_EXERCISE BRIEF_
According to the passage on challenging startup conventions, how many applications did the first Y Combinator funding experiment in April 2005 receive?

_PASSAGE SHOWN_
This week on the startup to scaleup journey:
Challenge convention to improve funding outcomes
Conventional wisdom says that founders are born and not made. You either have what it takes or you don't. We are told that founders are driven first by a personal passion to pursue a market insight, then an innate capability to build a business around it. But Entrepreneur First (EF) has challenged this orthodoxy, turning this concept on its head. The team identifies individuals that are caught in careers where they can't optimise their outcomes. They are pursuing what EF co-founder Alice Bentinck calls "culturally approved career paths". They are "default employed" not "default founders" like they might be in Silicon Valley. In each year's cohort of hopefuls, EF enables such individuals - that give up their current jobs to join EF and pursue the founder path - to first team up with a co-founder from the same cohort. Only then do they collaborate on an idea. After starting EF 10 years ago in London, over 3,000 entrepreneurs have now been backed by this "factory for founders". There are over 600 companies in the current portfolio, with a combined valuation of $8.5B.
The EF story resonates with some of the unintended consequences of the early days of US startup incubator, Y Combinator. Back in April 2005, Paul Graham and a group of friends decided to give some funding to a promising bunch of new startups. This was the initial experiment, with Graham and company looking to fund younger founders than most investors ever would. There were 227 applications. Graham said at the time, "We expected to divide them into two categories, promising and unpromising. But we soon saw we needed a third: promising people with unpromising ideas." The unexpected insight from the very first cohort was they were good at solving problems, but bad at choosing them - rather than the other way around. Graham claimed: "I'm convinced [this] is just the effect of training. Or more precisely, the effect of grading. To make grading efficient, everyone has to solve the same problem, and that means it has to be decided in advance. It would be great if schools taught students how to choose problems as well as how to solve them, but I don't know how you'd run such a class in practice." Perhaps this is the key to the EF recipe?
The more you look, the more you realise that the startup world is full of conventions and orthodoxies that should be challenged. One is the expectation that founders, especially first-time founders, should naturally be highly adept at raising institutional capital - even if they have never done so before. This is now regarded as a 'core founder skill' and any founder that doesn't profess this skill is somehow not a true founder. But skills, unlike talent, must be acquired. It seems that the school of trial and error is the 'default method', where founders incrementally acquire the knowledge and skills required on the hoof. But this is incredibly risky for a task so vital, as well as being so inefficient for a startup CEO whose most valuable asset is their time. Duet's 'Guided Fundraise' challenges this orthodoxy by giving founders access to an experienced funding coach, a proven capital-raising framework, and VC-grade investment research. Now, 12 years in, we have helped over 50 founders - some on multiple occasions - prepare for and execute over $450M in early-stage transactions. Many of them have been first-time founders, determined to jettison the accepted norm of the trial and error approach.

_PROVIDED DATA_
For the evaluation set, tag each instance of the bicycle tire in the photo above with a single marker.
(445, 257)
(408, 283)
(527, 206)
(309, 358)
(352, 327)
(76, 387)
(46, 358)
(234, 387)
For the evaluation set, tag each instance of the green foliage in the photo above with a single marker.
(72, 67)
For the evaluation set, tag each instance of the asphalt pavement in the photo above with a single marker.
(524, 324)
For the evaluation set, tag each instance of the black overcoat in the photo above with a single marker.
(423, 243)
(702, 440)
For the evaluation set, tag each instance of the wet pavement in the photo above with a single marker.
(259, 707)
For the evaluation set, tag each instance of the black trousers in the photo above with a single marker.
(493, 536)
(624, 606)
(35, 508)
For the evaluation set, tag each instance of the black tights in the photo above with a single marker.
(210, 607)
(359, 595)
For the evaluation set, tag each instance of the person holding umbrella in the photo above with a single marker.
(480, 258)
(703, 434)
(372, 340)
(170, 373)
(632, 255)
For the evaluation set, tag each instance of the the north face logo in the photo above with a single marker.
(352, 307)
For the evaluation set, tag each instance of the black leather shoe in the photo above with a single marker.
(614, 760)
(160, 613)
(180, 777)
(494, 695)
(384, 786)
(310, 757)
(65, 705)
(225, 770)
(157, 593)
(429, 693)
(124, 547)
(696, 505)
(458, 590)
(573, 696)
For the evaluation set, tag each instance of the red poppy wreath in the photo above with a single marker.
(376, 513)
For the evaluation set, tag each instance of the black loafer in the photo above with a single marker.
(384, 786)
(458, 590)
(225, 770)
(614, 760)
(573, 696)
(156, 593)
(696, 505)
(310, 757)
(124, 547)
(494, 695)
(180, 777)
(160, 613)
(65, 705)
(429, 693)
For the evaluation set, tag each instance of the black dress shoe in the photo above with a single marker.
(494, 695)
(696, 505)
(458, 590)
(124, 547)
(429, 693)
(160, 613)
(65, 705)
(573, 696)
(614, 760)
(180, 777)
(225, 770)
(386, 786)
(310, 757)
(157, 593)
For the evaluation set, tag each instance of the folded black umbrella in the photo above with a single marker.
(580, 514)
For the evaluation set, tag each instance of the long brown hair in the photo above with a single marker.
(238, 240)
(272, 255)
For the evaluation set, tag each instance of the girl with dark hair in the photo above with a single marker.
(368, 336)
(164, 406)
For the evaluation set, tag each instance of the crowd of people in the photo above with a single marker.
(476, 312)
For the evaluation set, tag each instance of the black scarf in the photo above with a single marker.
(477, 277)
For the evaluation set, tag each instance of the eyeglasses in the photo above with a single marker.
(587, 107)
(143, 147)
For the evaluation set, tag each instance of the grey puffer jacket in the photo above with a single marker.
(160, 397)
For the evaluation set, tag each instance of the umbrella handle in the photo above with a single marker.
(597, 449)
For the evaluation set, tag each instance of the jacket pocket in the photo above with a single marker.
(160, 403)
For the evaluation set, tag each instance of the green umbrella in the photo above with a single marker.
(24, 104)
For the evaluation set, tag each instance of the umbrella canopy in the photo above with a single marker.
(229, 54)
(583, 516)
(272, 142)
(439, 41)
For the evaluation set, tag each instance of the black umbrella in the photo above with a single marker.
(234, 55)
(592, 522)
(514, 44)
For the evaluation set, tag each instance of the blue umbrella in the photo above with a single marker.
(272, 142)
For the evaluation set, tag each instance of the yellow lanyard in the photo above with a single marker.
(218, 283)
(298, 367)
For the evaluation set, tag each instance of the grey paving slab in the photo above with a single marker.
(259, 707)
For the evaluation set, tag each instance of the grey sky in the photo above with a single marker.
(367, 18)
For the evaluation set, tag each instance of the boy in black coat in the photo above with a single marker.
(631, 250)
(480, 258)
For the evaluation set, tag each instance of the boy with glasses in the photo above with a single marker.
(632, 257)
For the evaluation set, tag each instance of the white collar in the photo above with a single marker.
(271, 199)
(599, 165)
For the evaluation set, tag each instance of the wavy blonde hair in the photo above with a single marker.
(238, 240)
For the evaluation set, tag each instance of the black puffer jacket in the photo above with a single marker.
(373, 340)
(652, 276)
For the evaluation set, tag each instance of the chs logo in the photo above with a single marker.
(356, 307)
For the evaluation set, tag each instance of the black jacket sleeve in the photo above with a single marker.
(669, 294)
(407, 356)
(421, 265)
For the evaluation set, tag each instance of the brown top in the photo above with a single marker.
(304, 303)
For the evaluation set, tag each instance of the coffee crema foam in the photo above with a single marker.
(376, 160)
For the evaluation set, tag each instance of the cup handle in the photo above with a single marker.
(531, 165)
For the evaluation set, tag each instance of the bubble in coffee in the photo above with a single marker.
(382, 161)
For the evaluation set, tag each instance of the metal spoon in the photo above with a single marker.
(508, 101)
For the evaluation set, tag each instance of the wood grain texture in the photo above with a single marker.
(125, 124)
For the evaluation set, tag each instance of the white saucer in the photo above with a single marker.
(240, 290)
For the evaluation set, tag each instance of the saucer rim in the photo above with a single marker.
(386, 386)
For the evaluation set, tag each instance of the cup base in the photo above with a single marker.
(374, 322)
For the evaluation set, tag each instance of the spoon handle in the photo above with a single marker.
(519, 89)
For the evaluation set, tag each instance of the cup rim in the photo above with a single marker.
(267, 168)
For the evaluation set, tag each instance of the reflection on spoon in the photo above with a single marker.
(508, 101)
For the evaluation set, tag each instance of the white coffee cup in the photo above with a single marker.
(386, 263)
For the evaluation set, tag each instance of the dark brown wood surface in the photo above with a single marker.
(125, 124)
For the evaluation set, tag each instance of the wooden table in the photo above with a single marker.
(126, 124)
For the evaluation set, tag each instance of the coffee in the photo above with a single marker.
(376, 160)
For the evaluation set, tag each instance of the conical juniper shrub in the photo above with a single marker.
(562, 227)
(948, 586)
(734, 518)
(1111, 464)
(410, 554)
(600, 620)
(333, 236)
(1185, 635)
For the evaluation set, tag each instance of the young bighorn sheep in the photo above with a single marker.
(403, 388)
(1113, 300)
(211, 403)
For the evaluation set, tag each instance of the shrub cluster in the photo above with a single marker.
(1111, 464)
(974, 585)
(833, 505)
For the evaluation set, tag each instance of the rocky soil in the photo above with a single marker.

_YOUR SOLUTION_
227 applications.